Nothing but an exact repeat of the data, with pictures removed, belongs in the answer.

[PROVIDED RECORDS]

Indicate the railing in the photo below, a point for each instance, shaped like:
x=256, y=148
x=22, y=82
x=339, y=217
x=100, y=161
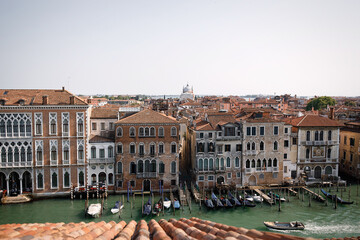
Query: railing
x=101, y=160
x=147, y=175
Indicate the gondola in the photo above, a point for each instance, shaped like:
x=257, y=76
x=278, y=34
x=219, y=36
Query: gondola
x=285, y=225
x=147, y=207
x=226, y=202
x=332, y=197
x=216, y=201
x=208, y=203
x=118, y=205
x=234, y=200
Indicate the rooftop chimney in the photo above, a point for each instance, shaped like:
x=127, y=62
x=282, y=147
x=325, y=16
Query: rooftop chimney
x=45, y=100
x=72, y=100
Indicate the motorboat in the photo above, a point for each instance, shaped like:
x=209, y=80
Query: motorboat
x=333, y=197
x=295, y=225
x=118, y=206
x=94, y=210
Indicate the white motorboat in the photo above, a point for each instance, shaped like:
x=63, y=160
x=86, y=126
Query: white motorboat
x=94, y=209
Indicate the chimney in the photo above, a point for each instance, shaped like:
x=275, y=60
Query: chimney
x=332, y=113
x=72, y=100
x=45, y=100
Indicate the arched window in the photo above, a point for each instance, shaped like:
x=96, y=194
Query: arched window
x=119, y=132
x=201, y=164
x=316, y=136
x=119, y=148
x=141, y=131
x=110, y=151
x=93, y=152
x=54, y=180
x=248, y=147
x=307, y=135
x=275, y=146
x=140, y=166
x=161, y=131
x=173, y=167
x=132, y=132
x=173, y=131
x=81, y=179
x=222, y=164
x=206, y=164
x=40, y=181
x=66, y=179
x=275, y=162
x=153, y=166
x=119, y=166
x=161, y=167
x=147, y=132
x=237, y=162
x=261, y=146
x=111, y=178
x=152, y=132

[/PROVIDED RECORDS]

SOLUTION BELOW.
Indicate the railing in the photo below, a point for each instance, shaped like:
x=256, y=148
x=22, y=82
x=339, y=217
x=100, y=161
Query: railing
x=101, y=160
x=147, y=175
Indicate the gondola in the photo above, a point for each instance, shaped like:
x=257, y=76
x=278, y=34
x=219, y=36
Query: gondola
x=285, y=225
x=147, y=207
x=226, y=202
x=332, y=197
x=216, y=201
x=208, y=203
x=118, y=205
x=234, y=200
Indicate the rooftop chimney in the photo above, a point for each instance, shaped like:
x=127, y=62
x=282, y=147
x=325, y=16
Query: rooftop chimney
x=45, y=100
x=72, y=100
Indicate the motorboat in the photo above, a point for each instance, shaped like:
x=209, y=80
Query: motorboat
x=333, y=197
x=295, y=225
x=118, y=206
x=94, y=210
Indicate the white motorboat in the photo above, a point for each instance, shaped like:
x=63, y=160
x=86, y=126
Query: white motorboat
x=94, y=209
Indicate the chimney in the photo above, a point for each instance, shaped like:
x=275, y=60
Query: chimney
x=332, y=113
x=72, y=100
x=45, y=100
Indicate the arched window in the photo above, a point for each instance, shaped like:
x=96, y=194
Query: arched window
x=119, y=132
x=201, y=164
x=316, y=136
x=119, y=148
x=141, y=131
x=110, y=151
x=93, y=152
x=54, y=180
x=248, y=147
x=307, y=135
x=275, y=146
x=140, y=166
x=161, y=131
x=173, y=167
x=132, y=132
x=173, y=131
x=81, y=179
x=222, y=164
x=206, y=164
x=40, y=181
x=66, y=179
x=275, y=162
x=153, y=166
x=119, y=166
x=161, y=167
x=147, y=132
x=237, y=162
x=261, y=146
x=111, y=178
x=152, y=132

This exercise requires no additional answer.